─── Source records ───
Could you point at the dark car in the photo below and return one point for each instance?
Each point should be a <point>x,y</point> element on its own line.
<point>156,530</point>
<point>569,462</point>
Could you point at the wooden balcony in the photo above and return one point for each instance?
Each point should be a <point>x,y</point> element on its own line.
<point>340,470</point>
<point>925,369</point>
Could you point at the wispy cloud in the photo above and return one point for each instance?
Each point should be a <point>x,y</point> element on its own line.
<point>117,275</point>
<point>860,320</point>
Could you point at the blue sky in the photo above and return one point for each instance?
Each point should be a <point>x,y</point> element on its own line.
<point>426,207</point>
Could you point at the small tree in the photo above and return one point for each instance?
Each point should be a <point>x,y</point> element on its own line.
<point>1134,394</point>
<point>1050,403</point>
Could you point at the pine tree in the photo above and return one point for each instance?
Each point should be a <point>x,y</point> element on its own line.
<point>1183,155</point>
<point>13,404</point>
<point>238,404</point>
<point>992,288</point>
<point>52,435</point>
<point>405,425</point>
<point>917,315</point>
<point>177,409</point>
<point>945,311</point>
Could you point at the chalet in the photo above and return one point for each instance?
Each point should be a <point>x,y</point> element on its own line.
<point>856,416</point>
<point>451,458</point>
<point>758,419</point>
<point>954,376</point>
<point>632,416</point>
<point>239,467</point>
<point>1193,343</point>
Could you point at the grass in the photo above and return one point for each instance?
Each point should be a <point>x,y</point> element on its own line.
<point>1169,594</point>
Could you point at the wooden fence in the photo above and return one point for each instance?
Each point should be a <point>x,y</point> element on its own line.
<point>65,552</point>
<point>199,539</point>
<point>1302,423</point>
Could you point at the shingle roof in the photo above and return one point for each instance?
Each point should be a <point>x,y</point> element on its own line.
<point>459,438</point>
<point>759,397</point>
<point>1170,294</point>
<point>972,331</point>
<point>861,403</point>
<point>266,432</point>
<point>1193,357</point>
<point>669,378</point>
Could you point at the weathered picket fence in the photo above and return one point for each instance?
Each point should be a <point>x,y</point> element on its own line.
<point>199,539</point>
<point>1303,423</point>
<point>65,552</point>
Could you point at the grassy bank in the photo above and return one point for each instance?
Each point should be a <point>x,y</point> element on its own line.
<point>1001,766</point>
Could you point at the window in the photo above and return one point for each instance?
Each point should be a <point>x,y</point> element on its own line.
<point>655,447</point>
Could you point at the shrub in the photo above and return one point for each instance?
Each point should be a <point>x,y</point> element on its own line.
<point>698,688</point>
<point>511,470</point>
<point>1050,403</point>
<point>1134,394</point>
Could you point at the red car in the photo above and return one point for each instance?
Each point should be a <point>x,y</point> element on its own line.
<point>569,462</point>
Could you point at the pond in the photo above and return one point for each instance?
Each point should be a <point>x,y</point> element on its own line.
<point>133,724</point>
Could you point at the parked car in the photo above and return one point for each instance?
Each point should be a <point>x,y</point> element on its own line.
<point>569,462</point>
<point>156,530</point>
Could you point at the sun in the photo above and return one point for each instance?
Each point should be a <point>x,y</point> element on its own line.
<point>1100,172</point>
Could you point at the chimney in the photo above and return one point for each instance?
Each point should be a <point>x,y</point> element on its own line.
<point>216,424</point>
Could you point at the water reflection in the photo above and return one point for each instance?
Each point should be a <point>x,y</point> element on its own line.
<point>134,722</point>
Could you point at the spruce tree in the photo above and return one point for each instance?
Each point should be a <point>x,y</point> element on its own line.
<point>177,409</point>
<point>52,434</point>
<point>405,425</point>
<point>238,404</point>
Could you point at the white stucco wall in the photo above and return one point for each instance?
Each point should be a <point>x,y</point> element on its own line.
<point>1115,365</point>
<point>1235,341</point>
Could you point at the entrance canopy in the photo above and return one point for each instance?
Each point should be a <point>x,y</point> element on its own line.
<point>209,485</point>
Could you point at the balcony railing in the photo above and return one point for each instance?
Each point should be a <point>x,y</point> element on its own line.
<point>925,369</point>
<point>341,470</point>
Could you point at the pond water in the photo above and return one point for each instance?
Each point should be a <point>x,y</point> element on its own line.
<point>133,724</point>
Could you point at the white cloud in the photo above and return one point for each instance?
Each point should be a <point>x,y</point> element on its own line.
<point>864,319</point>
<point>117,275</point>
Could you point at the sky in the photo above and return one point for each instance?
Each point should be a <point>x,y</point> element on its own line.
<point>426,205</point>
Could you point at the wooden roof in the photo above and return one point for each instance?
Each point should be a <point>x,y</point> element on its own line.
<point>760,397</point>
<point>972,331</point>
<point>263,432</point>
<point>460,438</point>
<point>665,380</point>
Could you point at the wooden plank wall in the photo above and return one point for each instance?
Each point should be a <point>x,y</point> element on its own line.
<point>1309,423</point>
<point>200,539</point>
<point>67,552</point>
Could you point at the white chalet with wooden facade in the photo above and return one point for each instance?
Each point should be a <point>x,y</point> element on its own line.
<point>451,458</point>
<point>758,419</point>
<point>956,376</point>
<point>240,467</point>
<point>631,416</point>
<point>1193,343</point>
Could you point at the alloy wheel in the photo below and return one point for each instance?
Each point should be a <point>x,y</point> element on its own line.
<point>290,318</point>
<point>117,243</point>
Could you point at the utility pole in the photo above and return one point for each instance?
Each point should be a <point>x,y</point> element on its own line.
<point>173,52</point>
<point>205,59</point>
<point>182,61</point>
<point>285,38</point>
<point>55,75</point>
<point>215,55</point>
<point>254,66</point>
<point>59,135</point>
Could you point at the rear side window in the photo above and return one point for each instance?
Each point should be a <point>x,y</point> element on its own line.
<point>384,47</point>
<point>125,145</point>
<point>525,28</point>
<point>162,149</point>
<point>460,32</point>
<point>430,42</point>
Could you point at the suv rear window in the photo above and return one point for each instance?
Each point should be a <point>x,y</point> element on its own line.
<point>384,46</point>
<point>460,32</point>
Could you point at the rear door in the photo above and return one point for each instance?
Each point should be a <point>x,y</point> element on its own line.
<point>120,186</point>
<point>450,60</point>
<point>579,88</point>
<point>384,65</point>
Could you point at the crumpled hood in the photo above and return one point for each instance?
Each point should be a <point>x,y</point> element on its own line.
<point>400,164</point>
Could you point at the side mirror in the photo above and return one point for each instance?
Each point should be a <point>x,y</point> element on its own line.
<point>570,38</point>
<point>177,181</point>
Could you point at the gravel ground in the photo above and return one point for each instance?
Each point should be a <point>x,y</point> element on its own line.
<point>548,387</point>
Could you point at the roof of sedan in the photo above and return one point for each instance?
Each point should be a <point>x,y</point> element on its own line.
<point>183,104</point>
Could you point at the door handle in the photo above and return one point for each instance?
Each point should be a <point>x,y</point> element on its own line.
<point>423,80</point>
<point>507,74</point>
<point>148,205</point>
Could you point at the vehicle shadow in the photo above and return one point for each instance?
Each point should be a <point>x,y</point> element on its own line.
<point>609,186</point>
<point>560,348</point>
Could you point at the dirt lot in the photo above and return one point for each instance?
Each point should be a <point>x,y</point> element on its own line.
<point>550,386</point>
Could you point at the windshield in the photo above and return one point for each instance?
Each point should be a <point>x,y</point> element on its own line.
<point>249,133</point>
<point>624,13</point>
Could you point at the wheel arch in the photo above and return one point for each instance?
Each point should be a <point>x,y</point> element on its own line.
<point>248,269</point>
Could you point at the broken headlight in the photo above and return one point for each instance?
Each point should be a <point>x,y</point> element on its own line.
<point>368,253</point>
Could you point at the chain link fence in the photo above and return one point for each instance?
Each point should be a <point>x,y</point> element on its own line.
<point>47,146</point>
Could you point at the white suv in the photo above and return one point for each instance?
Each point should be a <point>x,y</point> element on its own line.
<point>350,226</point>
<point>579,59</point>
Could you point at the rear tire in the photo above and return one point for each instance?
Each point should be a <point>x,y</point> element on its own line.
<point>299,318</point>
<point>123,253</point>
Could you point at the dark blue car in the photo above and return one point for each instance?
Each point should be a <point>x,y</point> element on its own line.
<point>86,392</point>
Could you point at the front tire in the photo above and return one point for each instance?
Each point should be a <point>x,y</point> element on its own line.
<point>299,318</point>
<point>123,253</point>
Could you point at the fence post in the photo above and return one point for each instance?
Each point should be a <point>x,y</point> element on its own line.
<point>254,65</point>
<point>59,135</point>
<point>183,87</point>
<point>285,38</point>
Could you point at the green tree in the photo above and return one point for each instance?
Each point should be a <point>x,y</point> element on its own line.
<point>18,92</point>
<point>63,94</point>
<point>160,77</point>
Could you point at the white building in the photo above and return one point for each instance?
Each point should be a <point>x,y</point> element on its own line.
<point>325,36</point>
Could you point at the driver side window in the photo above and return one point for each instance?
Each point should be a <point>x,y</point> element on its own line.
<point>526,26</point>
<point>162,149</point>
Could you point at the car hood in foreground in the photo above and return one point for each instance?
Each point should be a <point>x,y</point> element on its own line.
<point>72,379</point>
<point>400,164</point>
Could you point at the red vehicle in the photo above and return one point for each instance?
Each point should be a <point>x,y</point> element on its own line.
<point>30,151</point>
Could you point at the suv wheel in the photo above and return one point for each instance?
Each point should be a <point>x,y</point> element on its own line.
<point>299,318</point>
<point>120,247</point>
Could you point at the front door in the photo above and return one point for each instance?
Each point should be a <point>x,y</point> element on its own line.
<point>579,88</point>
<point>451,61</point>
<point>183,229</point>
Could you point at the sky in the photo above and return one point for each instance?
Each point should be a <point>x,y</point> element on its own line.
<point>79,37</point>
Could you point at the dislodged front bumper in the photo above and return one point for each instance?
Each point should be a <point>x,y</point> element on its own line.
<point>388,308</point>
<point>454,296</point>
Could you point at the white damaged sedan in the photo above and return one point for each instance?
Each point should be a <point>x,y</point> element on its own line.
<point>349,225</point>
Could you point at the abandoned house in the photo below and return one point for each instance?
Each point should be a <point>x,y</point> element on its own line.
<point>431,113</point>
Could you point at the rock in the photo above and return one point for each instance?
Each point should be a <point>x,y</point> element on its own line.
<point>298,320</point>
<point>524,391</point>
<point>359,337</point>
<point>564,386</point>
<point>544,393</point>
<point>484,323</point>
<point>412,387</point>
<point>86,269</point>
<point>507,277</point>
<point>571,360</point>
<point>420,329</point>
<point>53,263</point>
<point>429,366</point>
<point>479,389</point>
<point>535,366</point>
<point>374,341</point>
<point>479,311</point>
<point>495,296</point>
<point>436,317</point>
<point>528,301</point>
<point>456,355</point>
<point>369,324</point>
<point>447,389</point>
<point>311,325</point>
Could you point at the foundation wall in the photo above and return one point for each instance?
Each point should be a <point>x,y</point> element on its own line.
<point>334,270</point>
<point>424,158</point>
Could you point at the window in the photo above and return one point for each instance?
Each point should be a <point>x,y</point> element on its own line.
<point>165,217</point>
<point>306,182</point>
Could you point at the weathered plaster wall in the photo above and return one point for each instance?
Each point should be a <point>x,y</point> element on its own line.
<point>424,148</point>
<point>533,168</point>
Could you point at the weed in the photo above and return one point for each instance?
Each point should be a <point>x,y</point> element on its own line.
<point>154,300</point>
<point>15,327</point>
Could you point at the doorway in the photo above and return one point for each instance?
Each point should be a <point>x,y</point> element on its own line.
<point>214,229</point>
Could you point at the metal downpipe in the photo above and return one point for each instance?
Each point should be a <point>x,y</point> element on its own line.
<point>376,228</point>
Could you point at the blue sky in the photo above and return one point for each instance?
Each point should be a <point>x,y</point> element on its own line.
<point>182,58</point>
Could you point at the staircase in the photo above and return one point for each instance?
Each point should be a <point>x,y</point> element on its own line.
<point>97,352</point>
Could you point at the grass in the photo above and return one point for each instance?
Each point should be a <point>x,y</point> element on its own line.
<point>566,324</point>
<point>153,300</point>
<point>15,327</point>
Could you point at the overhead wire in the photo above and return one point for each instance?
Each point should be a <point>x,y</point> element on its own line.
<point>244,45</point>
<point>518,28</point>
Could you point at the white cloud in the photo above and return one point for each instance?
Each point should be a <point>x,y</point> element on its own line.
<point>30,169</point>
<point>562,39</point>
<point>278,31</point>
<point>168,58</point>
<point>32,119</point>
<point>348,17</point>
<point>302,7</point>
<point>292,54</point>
───
### Stated task
Rewrite the data from the line containing "Could you point at the white building" through the line containing "<point>431,113</point>", keeping every line including the requests, and shift each x and y coordinate in the answers up by 25.

### Answer to this task
Could you point at the white building in the photo above and return one point for each instance?
Each point should be a <point>x,y</point> element on its own line.
<point>350,61</point>
Could you point at the driver side window in the photo above and return one point for each instance?
Each point should be a <point>x,y</point> element on its own line.
<point>551,51</point>
<point>187,174</point>
Could you point at the car hood in foreground in the photo above and return one point for each instance?
Each point should be a <point>x,y</point> element on its own line.
<point>97,404</point>
<point>425,189</point>
Could you point at the red vehicle in the photo above and return one point for each instance?
Each point should be a <point>x,y</point> element on its own line.
<point>55,176</point>
Could you point at the suv wheel in the photo above and return one point for each instance?
Each point should be a <point>x,y</point> element on its own line.
<point>324,343</point>
<point>145,272</point>
Could you point at the front door in the photo above and return one point for each instance?
Each point should be a <point>x,y</point> element on its own line.
<point>604,113</point>
<point>476,86</point>
<point>208,254</point>
Could you point at the sky in the photo above and return one point for each instance?
Each point should be a <point>x,y</point> element on its own line.
<point>104,62</point>
Could you point at the dislodged front bumper in the photo above and return one point for each instance?
Each point should be a <point>x,y</point> element on its own line.
<point>413,333</point>
<point>479,321</point>
Could you point at the white damaged sedan in the photo above and return one point for each instance?
Each point should be a <point>x,y</point> element on its own line.
<point>374,250</point>
Could you point at the abandoned house in the photo below and return one point for each instance?
Each point should be a <point>x,y</point> element on its own line.
<point>456,138</point>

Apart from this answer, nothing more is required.